» 課題:
下のリストで「concrete」という文字列を含む行がいくつあるか数え、その数だけを答えてください。大文字と小文字は区別します。
....
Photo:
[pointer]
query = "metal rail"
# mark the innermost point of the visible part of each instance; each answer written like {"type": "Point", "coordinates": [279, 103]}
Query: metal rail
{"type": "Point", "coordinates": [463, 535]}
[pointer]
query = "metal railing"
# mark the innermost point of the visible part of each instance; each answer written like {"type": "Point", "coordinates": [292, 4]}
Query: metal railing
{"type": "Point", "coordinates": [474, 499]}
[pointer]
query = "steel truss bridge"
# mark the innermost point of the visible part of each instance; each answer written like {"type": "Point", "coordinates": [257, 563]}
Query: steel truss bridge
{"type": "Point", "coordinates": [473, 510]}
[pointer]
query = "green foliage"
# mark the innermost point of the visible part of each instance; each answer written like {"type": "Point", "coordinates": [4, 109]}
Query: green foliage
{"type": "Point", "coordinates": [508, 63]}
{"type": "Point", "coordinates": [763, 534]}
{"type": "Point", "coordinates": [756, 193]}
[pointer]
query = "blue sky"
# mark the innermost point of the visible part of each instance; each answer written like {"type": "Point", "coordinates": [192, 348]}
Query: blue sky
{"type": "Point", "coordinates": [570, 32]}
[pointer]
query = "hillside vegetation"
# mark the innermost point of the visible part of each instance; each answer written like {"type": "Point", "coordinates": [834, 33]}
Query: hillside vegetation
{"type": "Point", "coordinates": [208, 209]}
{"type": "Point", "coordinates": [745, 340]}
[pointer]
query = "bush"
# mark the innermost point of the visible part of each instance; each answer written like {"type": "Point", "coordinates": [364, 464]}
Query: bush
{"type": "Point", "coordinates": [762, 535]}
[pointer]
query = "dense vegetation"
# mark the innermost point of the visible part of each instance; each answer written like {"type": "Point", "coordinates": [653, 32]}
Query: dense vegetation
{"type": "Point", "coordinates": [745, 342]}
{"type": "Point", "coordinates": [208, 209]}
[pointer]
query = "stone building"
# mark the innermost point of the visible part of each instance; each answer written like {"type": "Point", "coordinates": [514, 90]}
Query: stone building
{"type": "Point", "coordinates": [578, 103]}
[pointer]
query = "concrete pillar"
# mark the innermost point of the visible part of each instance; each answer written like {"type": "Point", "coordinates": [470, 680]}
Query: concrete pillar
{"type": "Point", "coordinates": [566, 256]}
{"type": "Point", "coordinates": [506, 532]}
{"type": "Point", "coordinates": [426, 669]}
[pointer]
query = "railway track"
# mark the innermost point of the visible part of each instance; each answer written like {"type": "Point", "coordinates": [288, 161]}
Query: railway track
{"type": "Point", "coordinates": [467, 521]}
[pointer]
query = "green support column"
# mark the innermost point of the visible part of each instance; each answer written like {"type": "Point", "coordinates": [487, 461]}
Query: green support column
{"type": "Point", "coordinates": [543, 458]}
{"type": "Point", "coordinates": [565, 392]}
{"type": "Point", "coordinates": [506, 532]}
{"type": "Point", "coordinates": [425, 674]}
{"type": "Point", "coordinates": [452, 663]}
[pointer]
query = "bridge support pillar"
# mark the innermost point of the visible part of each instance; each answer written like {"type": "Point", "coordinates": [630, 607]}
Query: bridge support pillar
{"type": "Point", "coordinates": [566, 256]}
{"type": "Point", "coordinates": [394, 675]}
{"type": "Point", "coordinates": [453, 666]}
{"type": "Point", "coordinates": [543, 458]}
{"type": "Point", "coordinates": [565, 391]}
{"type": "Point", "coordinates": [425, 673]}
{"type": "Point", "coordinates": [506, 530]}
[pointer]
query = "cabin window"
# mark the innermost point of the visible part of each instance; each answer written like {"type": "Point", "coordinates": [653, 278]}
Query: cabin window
....
» 解答:
2